■ **原文节选**
测试地址https://packages.cloud.google.com/yum/repos/kubernetes-el7-x86_64是否可用,如果不可用需要科学上网。

1curl https://packages.cloud.google.com/yum/repos/kubernetes-el7-x86_64
1yum makecache fast
2yum install -y kubelet kubeadm kubectl
3
4... 
5Installed:
6  kubeadm.x86_64 0:1.13.0-0                                    kubectl.x86_64 0:1.13.0-0                                                           kubelet.x86_64 0:1.13.0-0
7
8Dependency Installed:
9  cri-tools.x86_64 0:1.12.0-0                                  kubernetes-cni.x86_64 0:0.6.0-0                                                       socat.x86_64 0:1.7.3.2-2.el7
  • 从安装结果可以看出还安装了cri-tools, kubernetes-cni, socat三个依赖: * 官方从Kubernetes 1.9开始就将cni依赖升级到了0.6.0版本,在当前1.12中仍然是这个版本 * socat是kubelet的依赖 * cri-tools是CRI(Container Runtime Interface)容器运行时接口的命令行工具

运行kubelet --help可以看到原来kubelet的绝大多数命令行flag参数都被DEPRECATED了,如:

1......
2--address 0.0.0.0   The IP address for the Kubelet to serve on (set to 0.0.0.0 for all IPv4 interfaces and `::` for all IPv6 interfaces) (default 0.0.0.0) (DEPRECATED: This parameter should be set via the config file specified by the Kubelet's --config flag. See https://kubernetes.io/docs/tasks/administer-cluster/kubelet-config-file/ for more information.)
3......

而官方推荐我们使用--config指定配置文件,并在配置文件中指定原来这些flag所配置的内容。具体内容可以查看这里Set Kubelet parameters via a config file。这也是Kubernetes为了支持动态Kubelet配置(Dynamic Kubelet Configuration)才这么做的,参考Reconfigure a Node’s Kubelet in a Live Cluster

kubelet的配置文件必须是json或yaml格式,具体可查看这里

Kubernetes 1.8开始要求关闭系统的Swap,如果不关闭,默认配置下kubelet将无法启动。

关闭系统的Swap方法如下:

1swapoff -a

修改 /etc/fstab 文件,注释掉 SWAP 的自动挂载,使用free -m确认swap已经关闭。 swappiness参数调整,修改/etc/sysctl.d/k8s.conf添加下面一行:

1vm.swappiness=0

执行sysctl -p /etc/sysctl.d/k8s.conf使修改生效。

因为这里本次用于测试两台主机上还运行其他服务,关闭swap可能会对其他服务产生影响,所以这里修改kubelet的配置去掉这个限制。 之前的Kubernetes版本我们都是通过kubelet的启动参数--fail-swap-on=false去掉这个限制的。前面已经分析了Kubernetes不再推荐使用启动参数,而推荐使用配置文件。 所以这里我们改成配置文件配置的形式。

查看/etc/systemd/system/kubelet.service.d/10-kubeadm.conf,看到了下面的内容:

 1# Note: This dropin only works with kubeadm and kubelet v1.11+
 2[Service]
 3Environment="KUBELET_KUBECONFIG_ARGS=--bootstrap-kubeconfig=/etc/kubernetes/bootstrap-kubelet.conf --kubeconfig=/etc/kubernetes/kubelet.conf"

■ **任务指令**
请接续这篇关于kubelet安装与Swap配置的原文节选,从其结尾处往下写。 下方的条目与此无关。

■ **条目列表**
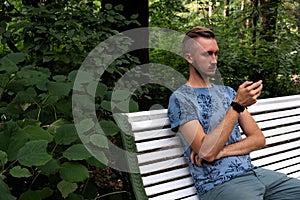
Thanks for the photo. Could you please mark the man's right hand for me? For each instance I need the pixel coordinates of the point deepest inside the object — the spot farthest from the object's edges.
(248, 93)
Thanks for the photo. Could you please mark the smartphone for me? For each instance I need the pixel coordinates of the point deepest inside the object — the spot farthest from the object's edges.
(259, 75)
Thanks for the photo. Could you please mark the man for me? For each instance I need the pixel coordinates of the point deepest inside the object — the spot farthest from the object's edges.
(207, 117)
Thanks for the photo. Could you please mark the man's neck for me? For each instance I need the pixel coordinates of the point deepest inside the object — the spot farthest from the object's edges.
(197, 81)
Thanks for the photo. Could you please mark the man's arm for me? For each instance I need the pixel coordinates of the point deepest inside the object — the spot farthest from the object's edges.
(254, 138)
(211, 146)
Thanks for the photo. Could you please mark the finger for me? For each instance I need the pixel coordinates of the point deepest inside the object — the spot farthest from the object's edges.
(246, 84)
(199, 161)
(192, 157)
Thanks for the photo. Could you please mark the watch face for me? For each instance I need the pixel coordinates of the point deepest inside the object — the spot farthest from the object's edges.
(237, 107)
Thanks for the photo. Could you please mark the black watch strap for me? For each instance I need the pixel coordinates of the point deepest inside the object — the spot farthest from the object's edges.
(237, 107)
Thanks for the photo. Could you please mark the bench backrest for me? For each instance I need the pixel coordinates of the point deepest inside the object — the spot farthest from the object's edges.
(163, 170)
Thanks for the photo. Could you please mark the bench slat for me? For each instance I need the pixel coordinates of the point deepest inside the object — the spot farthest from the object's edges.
(281, 130)
(163, 165)
(165, 176)
(163, 170)
(160, 188)
(274, 115)
(275, 149)
(162, 143)
(282, 164)
(153, 134)
(176, 194)
(276, 158)
(278, 122)
(161, 154)
(150, 124)
(288, 170)
(283, 138)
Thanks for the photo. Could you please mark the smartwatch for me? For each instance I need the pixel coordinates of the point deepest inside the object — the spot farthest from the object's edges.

■ **输出结果**
 4Environment="KUBELET_CONFIG_ARGS=--config=/var/lib/kubelet/config.yaml"
 5# This is a file that "kubeadm init" and "kubeadm join" generates at runtime, populating the KUBELET_KUBEADM_ARGS variable dynamically
 6EnvironmentFile=-/var/lib/kubelet/kubeadm-flags.env
 7# This is a file that the user can use for overrides of the kubelet args as a last resort. Preferably, the user should use
 8# the .NodeRegistration.KubeletExtraArgs object in the configuration files instead. KUBELET_EXTRA_ARGS should be sourced from this file.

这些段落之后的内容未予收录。